(TASK GOAL):
From the line that includes "[point] every instance of the sunlit" to the last line of the records, inclusive, repeat each line exactly.

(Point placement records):
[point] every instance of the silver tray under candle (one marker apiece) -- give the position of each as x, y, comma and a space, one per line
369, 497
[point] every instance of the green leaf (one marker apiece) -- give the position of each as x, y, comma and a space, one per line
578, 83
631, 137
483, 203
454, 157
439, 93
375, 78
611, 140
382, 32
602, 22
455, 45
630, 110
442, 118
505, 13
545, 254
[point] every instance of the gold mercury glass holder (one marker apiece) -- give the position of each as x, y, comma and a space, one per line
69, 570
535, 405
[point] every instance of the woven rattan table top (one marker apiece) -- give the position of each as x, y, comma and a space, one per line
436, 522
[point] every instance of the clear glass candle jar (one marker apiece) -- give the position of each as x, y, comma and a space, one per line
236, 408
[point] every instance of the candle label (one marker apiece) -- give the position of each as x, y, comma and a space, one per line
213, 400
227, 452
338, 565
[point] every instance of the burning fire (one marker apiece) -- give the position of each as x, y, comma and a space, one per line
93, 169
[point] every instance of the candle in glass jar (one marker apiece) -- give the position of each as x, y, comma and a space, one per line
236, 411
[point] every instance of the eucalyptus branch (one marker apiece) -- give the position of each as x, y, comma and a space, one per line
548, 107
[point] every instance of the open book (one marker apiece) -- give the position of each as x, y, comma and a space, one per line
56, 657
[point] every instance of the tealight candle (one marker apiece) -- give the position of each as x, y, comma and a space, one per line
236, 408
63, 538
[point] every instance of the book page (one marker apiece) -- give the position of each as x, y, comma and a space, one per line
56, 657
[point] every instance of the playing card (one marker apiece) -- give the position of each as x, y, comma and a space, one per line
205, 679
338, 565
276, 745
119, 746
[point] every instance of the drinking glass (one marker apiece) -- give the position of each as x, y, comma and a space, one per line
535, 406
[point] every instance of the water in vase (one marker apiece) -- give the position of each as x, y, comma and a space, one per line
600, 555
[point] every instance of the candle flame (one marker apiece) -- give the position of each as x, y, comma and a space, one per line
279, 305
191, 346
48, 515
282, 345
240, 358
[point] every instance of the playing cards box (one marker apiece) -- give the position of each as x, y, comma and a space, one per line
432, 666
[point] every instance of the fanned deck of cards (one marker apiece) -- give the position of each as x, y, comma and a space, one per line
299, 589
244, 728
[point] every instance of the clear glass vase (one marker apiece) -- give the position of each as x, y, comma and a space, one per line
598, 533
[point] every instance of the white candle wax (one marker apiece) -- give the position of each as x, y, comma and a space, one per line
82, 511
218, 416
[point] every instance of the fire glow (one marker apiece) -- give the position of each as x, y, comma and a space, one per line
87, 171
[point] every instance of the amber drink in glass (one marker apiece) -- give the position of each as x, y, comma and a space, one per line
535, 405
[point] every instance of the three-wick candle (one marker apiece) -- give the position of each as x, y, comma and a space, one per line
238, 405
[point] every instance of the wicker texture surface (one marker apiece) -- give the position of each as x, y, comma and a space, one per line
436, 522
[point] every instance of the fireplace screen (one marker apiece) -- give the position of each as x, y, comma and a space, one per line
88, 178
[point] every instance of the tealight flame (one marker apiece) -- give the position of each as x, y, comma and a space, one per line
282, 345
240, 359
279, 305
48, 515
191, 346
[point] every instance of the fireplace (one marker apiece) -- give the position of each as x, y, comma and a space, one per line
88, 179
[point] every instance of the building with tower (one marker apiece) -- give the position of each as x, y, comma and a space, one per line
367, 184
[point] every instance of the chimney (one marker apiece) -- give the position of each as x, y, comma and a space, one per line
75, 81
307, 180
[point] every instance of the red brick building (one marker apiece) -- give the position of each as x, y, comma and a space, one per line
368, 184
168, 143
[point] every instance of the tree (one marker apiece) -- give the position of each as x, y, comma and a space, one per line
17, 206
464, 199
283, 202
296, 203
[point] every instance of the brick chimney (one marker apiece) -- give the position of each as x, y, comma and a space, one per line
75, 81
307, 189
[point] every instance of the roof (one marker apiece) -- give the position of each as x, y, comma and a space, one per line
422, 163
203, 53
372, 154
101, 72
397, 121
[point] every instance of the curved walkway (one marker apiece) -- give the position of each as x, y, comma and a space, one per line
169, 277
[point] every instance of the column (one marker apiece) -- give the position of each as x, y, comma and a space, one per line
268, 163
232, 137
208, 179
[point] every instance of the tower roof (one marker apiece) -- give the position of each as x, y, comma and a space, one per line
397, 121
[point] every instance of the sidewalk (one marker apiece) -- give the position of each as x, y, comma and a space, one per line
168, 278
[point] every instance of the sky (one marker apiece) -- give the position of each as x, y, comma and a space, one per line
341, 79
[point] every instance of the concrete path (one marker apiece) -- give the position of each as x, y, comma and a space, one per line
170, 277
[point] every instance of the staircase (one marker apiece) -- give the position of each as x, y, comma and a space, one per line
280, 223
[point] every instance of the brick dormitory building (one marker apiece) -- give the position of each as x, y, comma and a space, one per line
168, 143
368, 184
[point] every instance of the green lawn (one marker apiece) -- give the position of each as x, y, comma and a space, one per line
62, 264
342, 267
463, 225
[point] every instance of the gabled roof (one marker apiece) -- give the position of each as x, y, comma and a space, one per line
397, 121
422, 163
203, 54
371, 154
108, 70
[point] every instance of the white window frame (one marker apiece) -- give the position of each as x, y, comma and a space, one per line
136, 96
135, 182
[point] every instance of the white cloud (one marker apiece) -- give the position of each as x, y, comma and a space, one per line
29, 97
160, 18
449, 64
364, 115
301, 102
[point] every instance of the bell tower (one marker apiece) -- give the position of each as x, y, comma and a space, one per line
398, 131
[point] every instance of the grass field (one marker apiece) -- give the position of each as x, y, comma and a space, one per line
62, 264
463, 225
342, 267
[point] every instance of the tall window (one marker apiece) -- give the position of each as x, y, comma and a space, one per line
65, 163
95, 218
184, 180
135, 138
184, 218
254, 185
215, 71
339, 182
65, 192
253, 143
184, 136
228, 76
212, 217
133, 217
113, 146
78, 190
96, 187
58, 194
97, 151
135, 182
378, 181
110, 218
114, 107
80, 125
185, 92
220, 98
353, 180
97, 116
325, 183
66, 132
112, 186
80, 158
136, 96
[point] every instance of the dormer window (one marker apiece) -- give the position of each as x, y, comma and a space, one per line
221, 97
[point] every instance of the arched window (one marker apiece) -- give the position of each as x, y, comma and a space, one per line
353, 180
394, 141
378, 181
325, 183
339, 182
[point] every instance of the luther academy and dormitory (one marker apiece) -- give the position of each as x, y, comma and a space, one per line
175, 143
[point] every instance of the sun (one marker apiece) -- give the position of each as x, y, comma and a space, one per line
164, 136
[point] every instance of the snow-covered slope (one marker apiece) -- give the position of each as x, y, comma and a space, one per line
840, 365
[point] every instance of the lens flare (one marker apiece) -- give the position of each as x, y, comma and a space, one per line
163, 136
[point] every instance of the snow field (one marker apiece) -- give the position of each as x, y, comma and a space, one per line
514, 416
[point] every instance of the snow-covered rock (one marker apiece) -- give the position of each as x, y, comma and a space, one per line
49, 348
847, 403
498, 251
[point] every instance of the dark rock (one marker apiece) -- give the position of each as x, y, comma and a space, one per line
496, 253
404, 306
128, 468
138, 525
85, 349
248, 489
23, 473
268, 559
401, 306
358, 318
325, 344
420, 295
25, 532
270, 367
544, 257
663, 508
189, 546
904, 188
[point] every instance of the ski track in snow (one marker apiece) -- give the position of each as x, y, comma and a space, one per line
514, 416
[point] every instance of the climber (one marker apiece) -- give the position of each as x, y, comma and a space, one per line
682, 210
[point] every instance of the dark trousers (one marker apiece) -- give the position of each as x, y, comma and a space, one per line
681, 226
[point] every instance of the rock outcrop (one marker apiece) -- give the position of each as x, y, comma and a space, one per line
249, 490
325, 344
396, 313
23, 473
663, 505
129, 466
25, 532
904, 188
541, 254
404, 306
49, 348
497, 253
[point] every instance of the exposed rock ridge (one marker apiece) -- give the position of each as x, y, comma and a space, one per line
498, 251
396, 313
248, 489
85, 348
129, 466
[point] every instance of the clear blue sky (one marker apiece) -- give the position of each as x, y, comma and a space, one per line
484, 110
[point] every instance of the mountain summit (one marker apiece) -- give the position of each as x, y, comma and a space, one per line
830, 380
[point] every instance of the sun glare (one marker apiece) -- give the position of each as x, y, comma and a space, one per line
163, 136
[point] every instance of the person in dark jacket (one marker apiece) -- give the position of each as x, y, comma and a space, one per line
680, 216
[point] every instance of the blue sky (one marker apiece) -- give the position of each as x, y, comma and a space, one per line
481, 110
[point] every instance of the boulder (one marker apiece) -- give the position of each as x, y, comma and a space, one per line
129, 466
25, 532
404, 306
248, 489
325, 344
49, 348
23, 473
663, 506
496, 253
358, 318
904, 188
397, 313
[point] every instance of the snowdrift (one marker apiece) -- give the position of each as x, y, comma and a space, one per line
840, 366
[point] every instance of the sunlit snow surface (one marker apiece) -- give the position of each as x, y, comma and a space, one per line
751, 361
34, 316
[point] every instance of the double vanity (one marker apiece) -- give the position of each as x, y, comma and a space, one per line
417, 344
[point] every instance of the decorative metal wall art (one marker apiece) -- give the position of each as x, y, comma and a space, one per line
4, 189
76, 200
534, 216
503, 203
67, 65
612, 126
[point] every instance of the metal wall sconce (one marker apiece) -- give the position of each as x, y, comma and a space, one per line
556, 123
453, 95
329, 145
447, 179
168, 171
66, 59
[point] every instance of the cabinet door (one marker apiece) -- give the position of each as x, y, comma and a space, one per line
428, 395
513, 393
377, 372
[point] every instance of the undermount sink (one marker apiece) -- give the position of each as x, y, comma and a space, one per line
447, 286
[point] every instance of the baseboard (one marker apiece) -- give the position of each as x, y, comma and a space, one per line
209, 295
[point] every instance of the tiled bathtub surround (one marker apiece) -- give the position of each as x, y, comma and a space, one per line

(RESPONSE):
[point] every instance of the sunlit snow surface (one marker apiece) -- give the position of each as x, y, comma and a space, one per line
751, 361
34, 316
[point] every instance of the double vanity (one marker apiece) -- give the position of each as x, y, comma and a space, one per line
417, 344
[point] every instance of the decorative metal wall art (one marker apiece) -- give the position of each as x, y, comma and a space, one per line
4, 189
76, 200
534, 216
503, 203
67, 65
612, 126
[point] every instance of the metal wall sconce (one marker apiece) -- give the position of each as x, y, comma and a space, one per line
556, 123
453, 95
329, 145
447, 179
168, 171
66, 59
[point] every instance of the cabinet door (one marker apiece) -- give the position of each as x, y, comma and a space, one per line
428, 395
513, 393
377, 372
[point] every instance of the undermount sink (one marker apiece) -- give the position of each as x, y, comma and a space, one per line
447, 286
[point] every instance of the baseboard (one marker apiece) -- give the position of each as x, y, comma and a space, one per line
209, 295
[point] every instance of the tiled bathtub surround (one marker apiece) -- give the position of each as x, y, comma and a space, one per line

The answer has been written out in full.